Starting from the line that contains "Mark the region", output every remaining line of the records below exactly as it appears, that line and the last one included.

[Dataset entries]
::::::::::

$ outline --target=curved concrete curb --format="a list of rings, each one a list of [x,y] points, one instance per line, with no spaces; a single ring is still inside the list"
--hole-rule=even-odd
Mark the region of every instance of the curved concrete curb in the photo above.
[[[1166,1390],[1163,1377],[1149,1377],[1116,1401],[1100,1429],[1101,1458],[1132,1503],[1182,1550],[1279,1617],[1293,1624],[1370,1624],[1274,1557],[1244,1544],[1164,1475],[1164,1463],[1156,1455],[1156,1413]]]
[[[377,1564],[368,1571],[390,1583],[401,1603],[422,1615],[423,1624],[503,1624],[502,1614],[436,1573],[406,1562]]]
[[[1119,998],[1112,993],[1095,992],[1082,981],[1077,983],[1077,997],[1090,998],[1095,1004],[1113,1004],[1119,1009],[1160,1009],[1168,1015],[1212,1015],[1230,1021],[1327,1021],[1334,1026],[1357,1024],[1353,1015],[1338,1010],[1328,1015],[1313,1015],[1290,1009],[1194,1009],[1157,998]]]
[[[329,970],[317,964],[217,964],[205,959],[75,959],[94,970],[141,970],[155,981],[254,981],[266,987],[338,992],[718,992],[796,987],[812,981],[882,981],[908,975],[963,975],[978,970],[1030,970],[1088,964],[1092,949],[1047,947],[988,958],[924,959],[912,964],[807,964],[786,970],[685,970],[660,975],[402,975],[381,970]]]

::::::::::

_Answer space_.
Mark the region of every instance of the curved concrete curb in the photo above.
[[[1166,1390],[1163,1377],[1149,1377],[1116,1401],[1100,1429],[1101,1458],[1132,1503],[1182,1550],[1279,1617],[1293,1624],[1370,1624],[1274,1557],[1244,1544],[1164,1475],[1164,1463],[1156,1455],[1156,1413]]]
[[[377,1564],[368,1571],[390,1583],[401,1603],[422,1615],[423,1624],[503,1624],[502,1614],[436,1573],[406,1562]]]
[[[1119,998],[1112,993],[1095,992],[1082,981],[1077,983],[1077,997],[1090,998],[1095,1004],[1113,1004],[1119,1009],[1160,1009],[1168,1015],[1212,1015],[1230,1021],[1327,1021],[1334,1026],[1357,1024],[1353,1015],[1338,1010],[1328,1015],[1313,1015],[1290,1009],[1194,1009],[1157,998]]]
[[[329,970],[317,964],[217,964],[205,959],[75,959],[94,970],[141,970],[155,981],[254,981],[266,987],[338,992],[718,992],[796,987],[812,981],[882,981],[908,975],[963,975],[978,970],[1030,970],[1088,964],[1092,949],[1047,947],[988,958],[924,959],[912,964],[807,964],[786,970],[685,970],[660,975],[402,975],[381,970]]]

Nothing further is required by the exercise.